*** Input material Section Begins ***
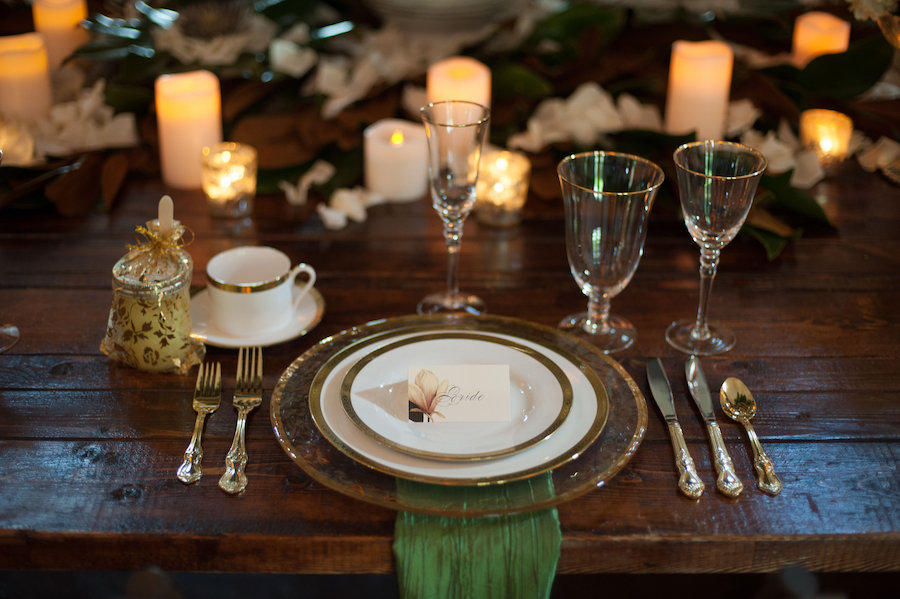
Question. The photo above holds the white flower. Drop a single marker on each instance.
(783, 152)
(17, 143)
(220, 50)
(290, 58)
(320, 172)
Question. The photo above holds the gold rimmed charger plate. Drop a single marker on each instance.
(304, 443)
(374, 396)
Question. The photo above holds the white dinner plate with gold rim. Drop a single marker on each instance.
(375, 396)
(585, 421)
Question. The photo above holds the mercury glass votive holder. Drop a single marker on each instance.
(502, 188)
(827, 133)
(229, 179)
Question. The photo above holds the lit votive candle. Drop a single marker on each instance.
(24, 77)
(459, 78)
(817, 33)
(189, 117)
(229, 179)
(502, 187)
(396, 159)
(59, 23)
(698, 89)
(827, 133)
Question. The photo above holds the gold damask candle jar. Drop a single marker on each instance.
(150, 319)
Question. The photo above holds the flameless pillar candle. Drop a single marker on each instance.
(189, 117)
(459, 78)
(396, 159)
(59, 23)
(699, 86)
(817, 33)
(24, 77)
(827, 133)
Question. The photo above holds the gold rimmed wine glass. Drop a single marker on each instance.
(716, 184)
(607, 197)
(455, 132)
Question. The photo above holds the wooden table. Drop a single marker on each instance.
(89, 447)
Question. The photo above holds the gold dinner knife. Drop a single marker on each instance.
(727, 482)
(689, 482)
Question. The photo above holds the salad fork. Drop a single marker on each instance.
(207, 394)
(247, 396)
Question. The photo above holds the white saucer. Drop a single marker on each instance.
(307, 315)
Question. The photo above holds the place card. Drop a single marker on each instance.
(459, 393)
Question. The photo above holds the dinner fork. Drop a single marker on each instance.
(247, 395)
(207, 392)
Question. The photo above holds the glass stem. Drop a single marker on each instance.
(709, 261)
(597, 322)
(453, 238)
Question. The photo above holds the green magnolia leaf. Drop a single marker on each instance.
(790, 199)
(566, 28)
(772, 243)
(849, 73)
(513, 80)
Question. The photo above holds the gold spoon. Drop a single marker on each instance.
(738, 404)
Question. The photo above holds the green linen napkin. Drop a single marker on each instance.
(508, 556)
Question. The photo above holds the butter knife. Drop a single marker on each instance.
(689, 482)
(727, 482)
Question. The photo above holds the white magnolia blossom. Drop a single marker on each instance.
(81, 125)
(347, 204)
(221, 50)
(319, 173)
(388, 56)
(590, 112)
(784, 152)
(17, 143)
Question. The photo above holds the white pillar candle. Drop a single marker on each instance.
(827, 133)
(189, 118)
(59, 23)
(24, 77)
(817, 33)
(699, 87)
(459, 78)
(396, 159)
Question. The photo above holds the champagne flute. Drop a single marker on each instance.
(608, 196)
(9, 333)
(455, 132)
(716, 184)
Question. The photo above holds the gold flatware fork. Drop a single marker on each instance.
(247, 395)
(207, 394)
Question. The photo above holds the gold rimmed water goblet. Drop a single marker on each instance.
(455, 132)
(716, 184)
(607, 197)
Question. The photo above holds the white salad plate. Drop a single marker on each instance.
(582, 425)
(375, 395)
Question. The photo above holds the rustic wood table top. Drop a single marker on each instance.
(89, 447)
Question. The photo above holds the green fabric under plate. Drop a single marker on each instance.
(513, 556)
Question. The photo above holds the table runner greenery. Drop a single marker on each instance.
(312, 105)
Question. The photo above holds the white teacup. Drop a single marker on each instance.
(252, 291)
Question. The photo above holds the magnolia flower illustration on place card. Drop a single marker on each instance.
(425, 392)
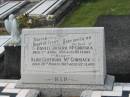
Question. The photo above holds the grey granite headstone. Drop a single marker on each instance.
(63, 59)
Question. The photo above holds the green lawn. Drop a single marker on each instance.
(88, 12)
(3, 33)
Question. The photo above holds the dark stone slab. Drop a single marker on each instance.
(12, 61)
(117, 35)
(53, 90)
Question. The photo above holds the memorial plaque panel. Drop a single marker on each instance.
(63, 56)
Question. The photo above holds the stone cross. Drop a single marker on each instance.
(12, 28)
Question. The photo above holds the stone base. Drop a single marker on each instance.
(67, 90)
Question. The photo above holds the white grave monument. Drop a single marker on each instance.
(64, 58)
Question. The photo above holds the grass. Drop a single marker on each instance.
(88, 12)
(3, 33)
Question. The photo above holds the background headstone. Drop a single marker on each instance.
(117, 36)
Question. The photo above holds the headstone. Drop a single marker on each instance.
(63, 58)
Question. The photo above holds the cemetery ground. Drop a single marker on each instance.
(87, 13)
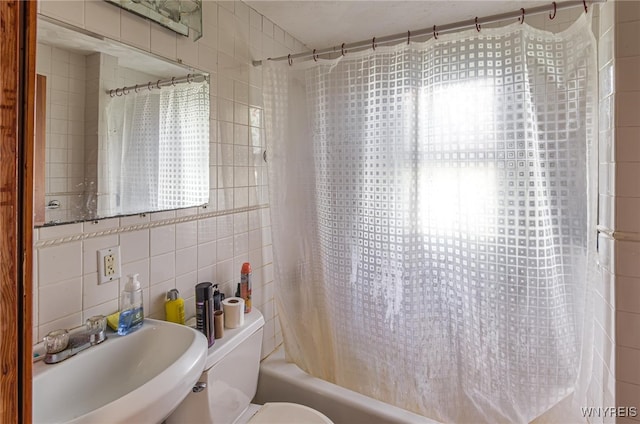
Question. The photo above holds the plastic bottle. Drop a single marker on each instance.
(131, 310)
(174, 307)
(245, 286)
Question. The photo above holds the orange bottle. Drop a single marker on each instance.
(245, 286)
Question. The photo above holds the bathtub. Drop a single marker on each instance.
(280, 381)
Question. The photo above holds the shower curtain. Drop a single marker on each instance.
(433, 212)
(156, 152)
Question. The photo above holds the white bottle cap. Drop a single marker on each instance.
(133, 284)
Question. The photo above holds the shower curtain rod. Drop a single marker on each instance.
(438, 29)
(157, 84)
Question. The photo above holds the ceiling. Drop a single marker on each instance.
(322, 23)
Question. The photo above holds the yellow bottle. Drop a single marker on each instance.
(174, 307)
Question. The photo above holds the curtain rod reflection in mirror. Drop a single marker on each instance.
(158, 84)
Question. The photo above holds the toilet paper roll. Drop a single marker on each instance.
(218, 323)
(233, 308)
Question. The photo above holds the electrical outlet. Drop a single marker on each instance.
(108, 264)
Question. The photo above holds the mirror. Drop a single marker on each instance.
(119, 131)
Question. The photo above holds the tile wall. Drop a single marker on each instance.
(625, 175)
(178, 248)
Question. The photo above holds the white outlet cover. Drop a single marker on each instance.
(102, 276)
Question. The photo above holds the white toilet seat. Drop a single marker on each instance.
(288, 413)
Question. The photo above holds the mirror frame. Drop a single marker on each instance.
(136, 51)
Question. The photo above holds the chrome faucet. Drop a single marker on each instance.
(62, 344)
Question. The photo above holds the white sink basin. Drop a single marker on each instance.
(138, 378)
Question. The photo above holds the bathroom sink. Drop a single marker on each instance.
(138, 378)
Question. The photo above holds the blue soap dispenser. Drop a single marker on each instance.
(131, 312)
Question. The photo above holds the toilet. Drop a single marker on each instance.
(225, 389)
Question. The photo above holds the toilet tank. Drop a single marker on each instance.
(230, 375)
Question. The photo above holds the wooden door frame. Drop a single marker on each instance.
(17, 94)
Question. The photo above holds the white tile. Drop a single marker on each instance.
(241, 197)
(163, 42)
(186, 234)
(627, 365)
(627, 144)
(240, 244)
(627, 217)
(255, 20)
(162, 268)
(206, 230)
(627, 70)
(225, 273)
(60, 299)
(158, 296)
(627, 258)
(186, 284)
(187, 260)
(163, 239)
(207, 58)
(59, 263)
(628, 329)
(207, 254)
(627, 106)
(187, 49)
(134, 246)
(102, 18)
(136, 31)
(105, 309)
(207, 274)
(627, 36)
(627, 294)
(628, 395)
(94, 294)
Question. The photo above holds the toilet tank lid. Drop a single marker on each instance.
(253, 321)
(288, 413)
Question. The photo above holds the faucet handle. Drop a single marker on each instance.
(56, 341)
(97, 325)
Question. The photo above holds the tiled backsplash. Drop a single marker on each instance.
(177, 249)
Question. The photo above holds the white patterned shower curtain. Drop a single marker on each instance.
(156, 153)
(433, 211)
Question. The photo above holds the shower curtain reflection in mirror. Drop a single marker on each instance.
(156, 150)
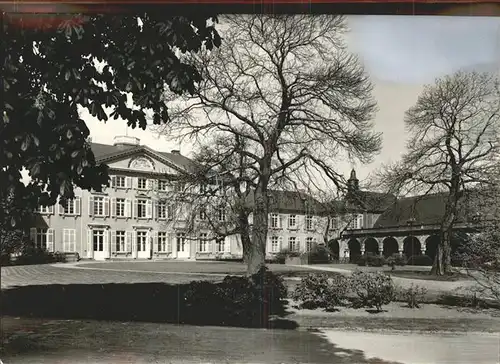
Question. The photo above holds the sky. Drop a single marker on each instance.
(401, 54)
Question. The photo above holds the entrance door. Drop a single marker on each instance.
(143, 248)
(98, 242)
(182, 246)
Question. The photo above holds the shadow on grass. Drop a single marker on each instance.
(143, 302)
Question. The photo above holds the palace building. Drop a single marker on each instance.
(129, 220)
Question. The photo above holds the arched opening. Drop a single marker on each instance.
(431, 245)
(411, 246)
(390, 247)
(371, 246)
(354, 250)
(334, 247)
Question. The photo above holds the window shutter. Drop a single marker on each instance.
(134, 213)
(78, 206)
(91, 205)
(128, 208)
(113, 206)
(89, 241)
(50, 240)
(33, 235)
(113, 241)
(65, 240)
(106, 206)
(128, 240)
(149, 209)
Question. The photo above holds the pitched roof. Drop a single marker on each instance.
(104, 151)
(290, 202)
(425, 210)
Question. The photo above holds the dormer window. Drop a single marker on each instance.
(142, 183)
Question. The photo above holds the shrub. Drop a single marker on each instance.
(321, 291)
(371, 260)
(423, 260)
(413, 296)
(373, 289)
(396, 259)
(319, 254)
(236, 300)
(269, 282)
*** Input material Section Ends ***
From the line containing "Question. The photo above holds the pitched" through the end of the material, print each line exactly as it appears.

Question. The photo above holds the pitched roof. Drop a single marker on each instance.
(104, 151)
(290, 202)
(425, 210)
Question. The photo above holds the dormer window. Drop a single marker on each instance.
(142, 183)
Question. The photo above holds the shrub. Drop a single marker on each instance.
(321, 291)
(371, 260)
(423, 260)
(413, 296)
(373, 289)
(396, 259)
(319, 254)
(236, 300)
(269, 282)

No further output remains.